▶ **Task directions**
Write out every line from the start of the items through the line that contains "37 430 91 470", and shift each coordinate in the answers by -136. Leave all other lines unchanged.

══ Records supplied

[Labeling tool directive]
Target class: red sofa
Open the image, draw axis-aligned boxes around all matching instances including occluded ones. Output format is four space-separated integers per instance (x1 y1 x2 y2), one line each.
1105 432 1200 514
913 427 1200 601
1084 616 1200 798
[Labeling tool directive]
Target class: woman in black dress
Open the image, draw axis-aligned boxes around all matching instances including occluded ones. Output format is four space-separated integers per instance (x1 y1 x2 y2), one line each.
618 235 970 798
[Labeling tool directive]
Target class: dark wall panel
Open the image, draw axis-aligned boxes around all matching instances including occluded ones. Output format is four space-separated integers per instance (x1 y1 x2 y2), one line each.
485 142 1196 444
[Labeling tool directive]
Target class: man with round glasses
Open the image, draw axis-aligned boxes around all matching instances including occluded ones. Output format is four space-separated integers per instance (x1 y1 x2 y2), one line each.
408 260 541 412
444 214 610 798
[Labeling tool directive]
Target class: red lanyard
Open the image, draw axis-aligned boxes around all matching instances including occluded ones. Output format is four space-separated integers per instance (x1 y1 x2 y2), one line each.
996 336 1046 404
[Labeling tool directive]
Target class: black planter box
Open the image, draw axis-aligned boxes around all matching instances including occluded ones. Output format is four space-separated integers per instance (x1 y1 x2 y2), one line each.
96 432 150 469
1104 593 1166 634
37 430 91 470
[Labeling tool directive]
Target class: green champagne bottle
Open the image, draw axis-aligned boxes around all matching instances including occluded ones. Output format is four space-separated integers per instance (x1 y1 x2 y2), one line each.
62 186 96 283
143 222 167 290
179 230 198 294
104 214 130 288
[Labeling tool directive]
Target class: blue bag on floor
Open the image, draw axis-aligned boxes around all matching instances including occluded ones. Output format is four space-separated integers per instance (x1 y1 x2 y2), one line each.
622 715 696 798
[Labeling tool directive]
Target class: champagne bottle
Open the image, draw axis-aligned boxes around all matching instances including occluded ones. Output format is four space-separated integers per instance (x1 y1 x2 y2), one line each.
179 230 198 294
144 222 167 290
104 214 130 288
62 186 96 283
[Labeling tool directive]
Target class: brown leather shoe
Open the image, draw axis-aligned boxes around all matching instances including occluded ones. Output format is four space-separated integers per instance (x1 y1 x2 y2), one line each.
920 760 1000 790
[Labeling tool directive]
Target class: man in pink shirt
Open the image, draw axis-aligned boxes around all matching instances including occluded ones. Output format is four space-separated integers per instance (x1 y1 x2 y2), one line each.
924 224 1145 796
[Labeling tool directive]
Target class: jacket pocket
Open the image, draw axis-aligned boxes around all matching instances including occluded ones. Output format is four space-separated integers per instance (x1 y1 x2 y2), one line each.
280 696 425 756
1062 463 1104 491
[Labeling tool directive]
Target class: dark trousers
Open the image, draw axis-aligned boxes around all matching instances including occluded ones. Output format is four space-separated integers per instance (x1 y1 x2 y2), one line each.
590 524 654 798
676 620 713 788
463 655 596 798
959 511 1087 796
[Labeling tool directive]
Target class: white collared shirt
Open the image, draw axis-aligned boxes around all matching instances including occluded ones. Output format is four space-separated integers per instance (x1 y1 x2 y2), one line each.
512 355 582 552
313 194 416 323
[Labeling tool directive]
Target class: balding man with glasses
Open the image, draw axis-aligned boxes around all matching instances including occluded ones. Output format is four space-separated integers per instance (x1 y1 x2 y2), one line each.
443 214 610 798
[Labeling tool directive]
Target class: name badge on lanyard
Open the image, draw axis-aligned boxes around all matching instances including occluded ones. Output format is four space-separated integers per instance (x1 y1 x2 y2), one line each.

════

▶ **Result for this task**
[Labeling tool directive]
Target class: red sofa
Open the image, draw axis-aligned boxes around all matching instances including occluded ones. Output format is four space-separated integers per instance (x1 y1 x2 y2), one line each.
969 296 1064 378
777 291 1064 465
948 480 1064 662
[Labeling tool directive]
Target class: woman in black dress
Open the image, draw axis-aligned boxes around all matching instances including occluded ones. Output format is four space-separated integers per instance (x1 y1 x2 y2), one line each.
482 99 834 662
[Labeling tool directive]
Target class: dark wall panel
Open the image, draw axis-aligned boxes around all matching instances including occluded ones. Output format is four space-separated integers per instance (x1 y1 x2 y2), one line each.
349 6 1060 308
[Labeling tool directive]
Target class: man with round glasses
Open the image, draw axis-aligned boxes around all matching instances including occluded ones. Output format is four space-separated integers per instance (x1 y1 x2 y2), one line each.
272 124 405 276
308 78 474 662
[Labeling tool directive]
Target class: red lanyard
Open the image, draw axis-aligned boxes around all matching instances including occluded ones. Output format is four space-separated integers per instance (x1 y1 x2 y2), one line each.
860 200 910 268
[Labeling tool directive]
Target class: black planter box
Open the image, draw axis-aligned boxes around all matching instances including occluded ones. Output format is four space-separated integers per instance (x1 y1 x2 y2), one line each.
-40 296 14 333
968 457 1030 498
-99 294 -45 334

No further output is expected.